↓

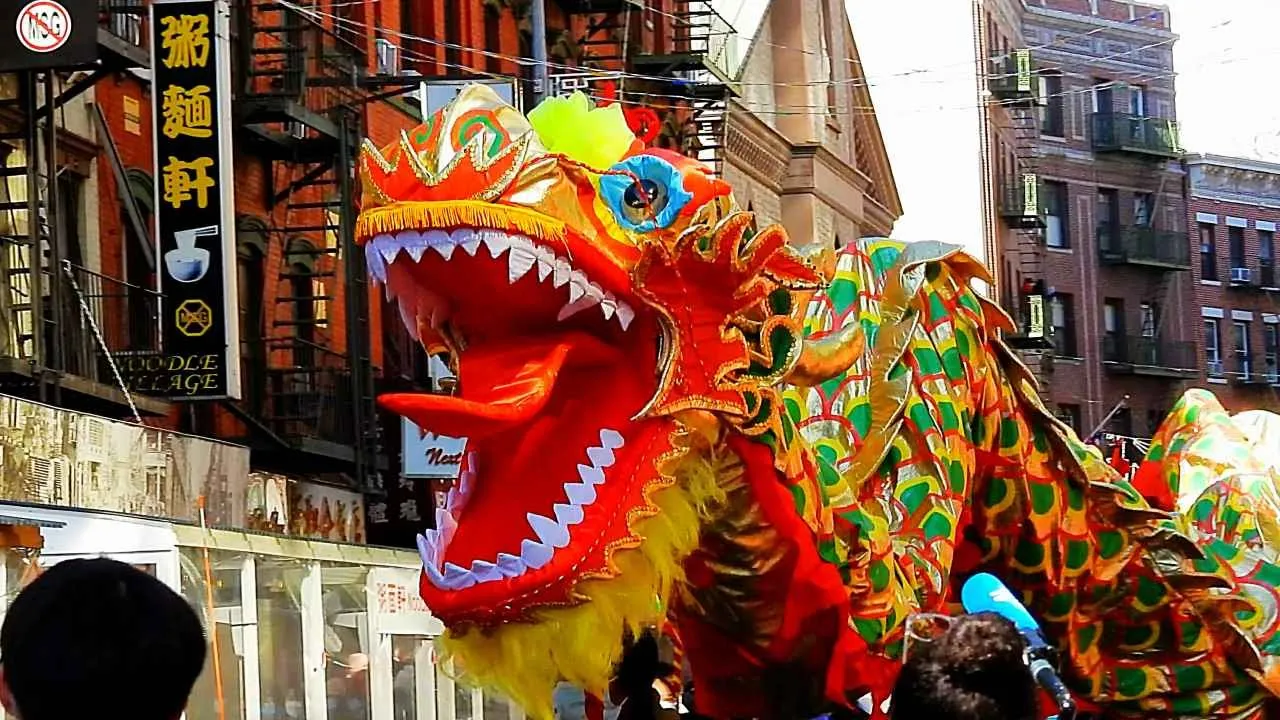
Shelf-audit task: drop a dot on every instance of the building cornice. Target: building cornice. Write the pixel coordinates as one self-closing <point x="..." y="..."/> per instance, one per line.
<point x="817" y="171"/>
<point x="1235" y="180"/>
<point x="1196" y="159"/>
<point x="1096" y="22"/>
<point x="755" y="147"/>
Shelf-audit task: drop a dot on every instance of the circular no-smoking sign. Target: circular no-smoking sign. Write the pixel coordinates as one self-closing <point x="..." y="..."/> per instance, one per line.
<point x="44" y="26"/>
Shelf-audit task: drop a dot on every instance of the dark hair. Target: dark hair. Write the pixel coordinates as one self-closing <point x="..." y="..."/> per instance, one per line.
<point x="97" y="636"/>
<point x="973" y="671"/>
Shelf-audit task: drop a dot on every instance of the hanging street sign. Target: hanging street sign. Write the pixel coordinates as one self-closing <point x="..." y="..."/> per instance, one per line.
<point x="195" y="205"/>
<point x="48" y="35"/>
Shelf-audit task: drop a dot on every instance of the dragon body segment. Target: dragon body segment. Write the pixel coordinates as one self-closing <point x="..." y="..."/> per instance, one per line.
<point x="680" y="420"/>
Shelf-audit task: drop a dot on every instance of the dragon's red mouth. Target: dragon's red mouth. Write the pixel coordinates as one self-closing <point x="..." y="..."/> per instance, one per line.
<point x="548" y="465"/>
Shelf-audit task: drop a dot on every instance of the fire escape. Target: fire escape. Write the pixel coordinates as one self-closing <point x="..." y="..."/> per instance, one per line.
<point x="1022" y="200"/>
<point x="67" y="326"/>
<point x="682" y="69"/>
<point x="300" y="108"/>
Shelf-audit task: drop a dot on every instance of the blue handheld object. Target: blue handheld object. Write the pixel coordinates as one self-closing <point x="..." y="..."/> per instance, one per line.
<point x="986" y="593"/>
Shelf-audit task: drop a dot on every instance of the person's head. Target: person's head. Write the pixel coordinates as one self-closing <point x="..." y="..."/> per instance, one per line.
<point x="972" y="671"/>
<point x="92" y="637"/>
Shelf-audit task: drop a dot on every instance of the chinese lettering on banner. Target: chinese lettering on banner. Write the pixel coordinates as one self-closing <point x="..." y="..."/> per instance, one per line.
<point x="195" y="205"/>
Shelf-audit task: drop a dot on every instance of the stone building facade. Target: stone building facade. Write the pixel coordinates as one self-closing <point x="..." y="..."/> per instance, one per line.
<point x="803" y="146"/>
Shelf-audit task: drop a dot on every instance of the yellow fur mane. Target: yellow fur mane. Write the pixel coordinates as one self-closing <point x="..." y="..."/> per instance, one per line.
<point x="581" y="645"/>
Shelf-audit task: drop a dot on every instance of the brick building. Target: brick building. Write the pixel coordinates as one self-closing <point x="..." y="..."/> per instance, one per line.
<point x="1233" y="209"/>
<point x="1087" y="208"/>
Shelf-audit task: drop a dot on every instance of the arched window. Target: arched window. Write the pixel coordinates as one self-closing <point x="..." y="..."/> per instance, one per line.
<point x="302" y="300"/>
<point x="140" y="260"/>
<point x="250" y="287"/>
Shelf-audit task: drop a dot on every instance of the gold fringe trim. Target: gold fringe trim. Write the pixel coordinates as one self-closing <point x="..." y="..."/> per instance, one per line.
<point x="458" y="214"/>
<point x="581" y="645"/>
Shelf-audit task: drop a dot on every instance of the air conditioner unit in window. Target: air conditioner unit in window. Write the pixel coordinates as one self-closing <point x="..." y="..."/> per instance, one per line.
<point x="388" y="57"/>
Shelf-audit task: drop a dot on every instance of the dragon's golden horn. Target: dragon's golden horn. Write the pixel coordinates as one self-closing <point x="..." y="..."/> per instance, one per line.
<point x="828" y="356"/>
<point x="822" y="258"/>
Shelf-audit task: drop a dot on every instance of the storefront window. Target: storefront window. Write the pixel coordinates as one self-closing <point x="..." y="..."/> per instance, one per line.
<point x="279" y="638"/>
<point x="223" y="627"/>
<point x="346" y="637"/>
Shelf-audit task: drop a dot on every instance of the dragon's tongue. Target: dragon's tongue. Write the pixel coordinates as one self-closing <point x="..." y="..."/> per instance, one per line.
<point x="502" y="386"/>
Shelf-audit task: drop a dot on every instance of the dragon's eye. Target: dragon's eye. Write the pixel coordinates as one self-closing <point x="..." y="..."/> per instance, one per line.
<point x="644" y="192"/>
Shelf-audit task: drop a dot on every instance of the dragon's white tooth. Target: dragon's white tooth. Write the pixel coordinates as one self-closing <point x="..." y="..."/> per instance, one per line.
<point x="376" y="265"/>
<point x="457" y="578"/>
<point x="611" y="438"/>
<point x="433" y="573"/>
<point x="426" y="550"/>
<point x="625" y="315"/>
<point x="576" y="306"/>
<point x="580" y="493"/>
<point x="534" y="554"/>
<point x="444" y="249"/>
<point x="548" y="531"/>
<point x="389" y="250"/>
<point x="561" y="273"/>
<point x="590" y="475"/>
<point x="567" y="514"/>
<point x="520" y="260"/>
<point x="544" y="269"/>
<point x="510" y="565"/>
<point x="467" y="240"/>
<point x="496" y="242"/>
<point x="485" y="572"/>
<point x="600" y="456"/>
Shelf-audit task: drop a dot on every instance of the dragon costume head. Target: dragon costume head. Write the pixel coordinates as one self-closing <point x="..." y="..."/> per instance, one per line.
<point x="608" y="315"/>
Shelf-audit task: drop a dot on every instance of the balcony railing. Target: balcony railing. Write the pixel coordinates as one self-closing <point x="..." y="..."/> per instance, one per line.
<point x="1013" y="78"/>
<point x="1266" y="274"/>
<point x="311" y="400"/>
<point x="1150" y="355"/>
<point x="126" y="19"/>
<point x="1141" y="245"/>
<point x="1022" y="203"/>
<point x="1244" y="369"/>
<point x="1119" y="132"/>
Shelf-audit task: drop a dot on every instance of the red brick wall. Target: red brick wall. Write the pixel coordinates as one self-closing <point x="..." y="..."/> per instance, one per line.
<point x="1234" y="396"/>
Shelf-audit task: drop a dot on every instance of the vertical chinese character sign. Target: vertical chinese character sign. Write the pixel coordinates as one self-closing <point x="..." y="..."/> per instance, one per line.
<point x="195" y="199"/>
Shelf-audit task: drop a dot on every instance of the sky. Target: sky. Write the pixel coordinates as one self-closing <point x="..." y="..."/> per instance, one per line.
<point x="924" y="91"/>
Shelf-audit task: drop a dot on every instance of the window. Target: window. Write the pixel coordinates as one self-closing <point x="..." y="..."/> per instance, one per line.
<point x="1143" y="209"/>
<point x="1266" y="258"/>
<point x="1271" y="351"/>
<point x="1212" y="347"/>
<point x="1055" y="220"/>
<point x="1104" y="98"/>
<point x="1121" y="422"/>
<point x="1138" y="101"/>
<point x="1208" y="253"/>
<point x="1235" y="246"/>
<point x="1243" y="361"/>
<point x="1109" y="218"/>
<point x="1150" y="319"/>
<point x="1054" y="119"/>
<point x="1061" y="315"/>
<point x="1112" y="329"/>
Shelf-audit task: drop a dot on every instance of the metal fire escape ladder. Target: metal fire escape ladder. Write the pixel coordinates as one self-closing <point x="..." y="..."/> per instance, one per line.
<point x="307" y="101"/>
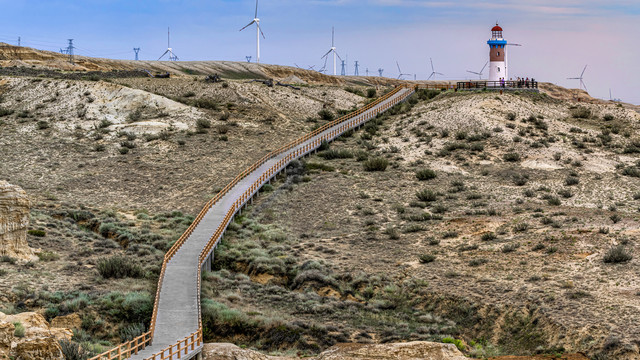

↑

Problem to solve: Locate every line in the entries that contains the string "head", and copy each of those lines in full.

Complete answer:
Shelf-audit task: drop a dot on every instance of the person's head. Target: person's head. Write the pixel coordinates as one self-closing <point x="..." y="..."/> per instance, one per line.
Shelf-audit task: drop a dot on every instance of the dragon costume head. Target: dragon costume head. Write the pixel coordinates as one self-closing <point x="..." y="..."/> per instance, one per line.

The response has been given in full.